╭─ DATA LINES
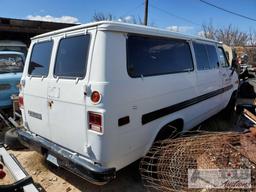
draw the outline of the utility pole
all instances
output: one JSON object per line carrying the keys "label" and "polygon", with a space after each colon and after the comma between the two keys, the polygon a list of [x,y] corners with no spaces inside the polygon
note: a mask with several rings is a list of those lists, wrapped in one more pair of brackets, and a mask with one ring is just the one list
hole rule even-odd
{"label": "utility pole", "polygon": [[148,24],[148,0],[145,0],[144,25]]}

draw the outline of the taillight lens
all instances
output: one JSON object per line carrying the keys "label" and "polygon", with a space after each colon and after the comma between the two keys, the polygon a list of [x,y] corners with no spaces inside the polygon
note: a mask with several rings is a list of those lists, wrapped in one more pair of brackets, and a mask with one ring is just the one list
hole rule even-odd
{"label": "taillight lens", "polygon": [[24,100],[22,96],[19,96],[19,107],[23,107],[24,106]]}
{"label": "taillight lens", "polygon": [[91,94],[92,102],[98,103],[98,102],[100,102],[100,99],[101,99],[100,93],[98,91],[93,91],[92,94]]}
{"label": "taillight lens", "polygon": [[88,112],[89,129],[102,132],[102,114]]}

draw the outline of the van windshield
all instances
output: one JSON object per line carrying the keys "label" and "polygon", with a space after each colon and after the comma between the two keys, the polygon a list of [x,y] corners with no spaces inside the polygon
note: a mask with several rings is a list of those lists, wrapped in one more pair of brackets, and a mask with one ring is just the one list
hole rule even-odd
{"label": "van windshield", "polygon": [[0,54],[0,73],[22,72],[23,58],[17,54]]}

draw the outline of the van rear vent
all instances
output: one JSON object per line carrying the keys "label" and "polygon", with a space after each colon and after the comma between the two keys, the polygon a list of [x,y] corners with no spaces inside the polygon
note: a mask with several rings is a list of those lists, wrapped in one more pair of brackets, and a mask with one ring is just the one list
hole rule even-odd
{"label": "van rear vent", "polygon": [[120,119],[118,119],[118,126],[123,126],[125,124],[128,124],[130,123],[130,117],[129,116],[125,116],[125,117],[122,117]]}

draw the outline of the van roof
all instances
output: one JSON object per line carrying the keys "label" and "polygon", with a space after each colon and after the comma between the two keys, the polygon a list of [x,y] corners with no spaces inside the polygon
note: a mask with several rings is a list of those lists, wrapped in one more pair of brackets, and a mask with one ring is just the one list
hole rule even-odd
{"label": "van roof", "polygon": [[97,27],[99,30],[139,33],[139,34],[147,34],[147,35],[153,35],[153,36],[167,36],[167,37],[170,36],[170,37],[176,37],[181,39],[203,40],[203,41],[220,43],[218,41],[214,41],[211,39],[192,36],[192,35],[185,35],[178,32],[171,32],[169,30],[160,29],[156,27],[116,22],[116,21],[99,21],[99,22],[92,22],[92,23],[82,24],[78,26],[68,27],[68,28],[64,28],[64,29],[60,29],[60,30],[35,36],[31,38],[31,40],[49,37],[49,36],[53,36],[61,33],[71,32],[73,30],[91,28],[91,27]]}
{"label": "van roof", "polygon": [[13,41],[13,40],[0,40],[0,46],[27,47],[25,43],[21,41]]}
╰─
Rewrite every line of the listing, replacing "draw the outline of" with "trace the border of" and keeping everything else unchanged. Leave out the pictures.

RESPONSE FOR THIS EXERCISE:
trace the border of the utility pole
all instances
output: one JSON object per line carrying the keys "label" and "polygon", with a space after each colon and after the comma between the two keys, the polygon a list of [x,y] corners with no spaces inside the polygon
note: a mask with several rings is a list of those lists, wrapped in one more pair of brackets, and a mask with one ring is just the one list
hole rule even-odd
{"label": "utility pole", "polygon": [[148,24],[148,0],[145,0],[144,25]]}

trace the border of the taillight lens
all instances
output: one JSON object per line carrying the keys "label" and "polygon", with a space after each colon and after the comma between the two keys, the polygon a list of [x,y] corners with no spaces inside the polygon
note: a mask with several rings is a list of those lists, wrapped in one more pair of brackets, and a mask with one ring is just the one list
hole rule even-odd
{"label": "taillight lens", "polygon": [[24,100],[22,96],[19,96],[19,107],[23,107],[24,106]]}
{"label": "taillight lens", "polygon": [[91,94],[92,102],[98,103],[98,102],[100,102],[100,99],[101,99],[100,93],[98,91],[93,91],[92,94]]}
{"label": "taillight lens", "polygon": [[88,112],[89,129],[102,132],[102,114]]}

trace the border of the van windshield
all instances
output: one JSON object per line carrying the keys "label" and "polygon", with a space after each colon and after the comma between the two keys, the polygon a list of [x,y] corners with no spaces inside the polygon
note: a mask with several rings is a list of those lists, wrapped in one more pair of brackets, and a mask with one ring is just the one list
hole rule even-odd
{"label": "van windshield", "polygon": [[0,54],[0,73],[22,72],[23,58],[17,54]]}

trace the border of the van rear vent
all instances
output: one JSON object per line carrying the keys "label" and "polygon", with a space after each colon and after the comma between the two keys, the polygon a list of [x,y] corners with no spaces inside the polygon
note: a mask with several rings is a list of those lists, wrapped in one more pair of brackets, and a mask with one ring is just the one list
hole rule even-odd
{"label": "van rear vent", "polygon": [[120,119],[118,119],[118,126],[123,126],[125,124],[128,124],[130,123],[130,117],[129,116],[125,116],[125,117],[122,117]]}

trace the border of the van roof
all instances
output: one JSON object per line carrying the keys "label" and "polygon", with a space after each colon and after the comma between the two keys, the polygon a list of [x,y] corners with no spaces inside the polygon
note: a mask with several rings is a list of those lists, wrapped in one more pair of brackets, and a mask with one ring is just the one list
hole rule even-odd
{"label": "van roof", "polygon": [[97,27],[99,30],[139,33],[139,34],[147,34],[147,35],[153,35],[153,36],[167,36],[167,37],[170,36],[170,37],[176,37],[181,39],[203,40],[203,41],[220,43],[218,41],[214,41],[211,39],[192,36],[192,35],[185,35],[178,32],[171,32],[169,30],[160,29],[156,27],[116,22],[116,21],[99,21],[99,22],[92,22],[92,23],[82,24],[78,26],[68,27],[68,28],[64,28],[64,29],[60,29],[60,30],[35,36],[31,38],[31,40],[49,37],[49,36],[53,36],[61,33],[71,32],[73,30],[91,28],[91,27]]}
{"label": "van roof", "polygon": [[13,41],[13,40],[0,40],[0,46],[27,47],[25,43],[21,41]]}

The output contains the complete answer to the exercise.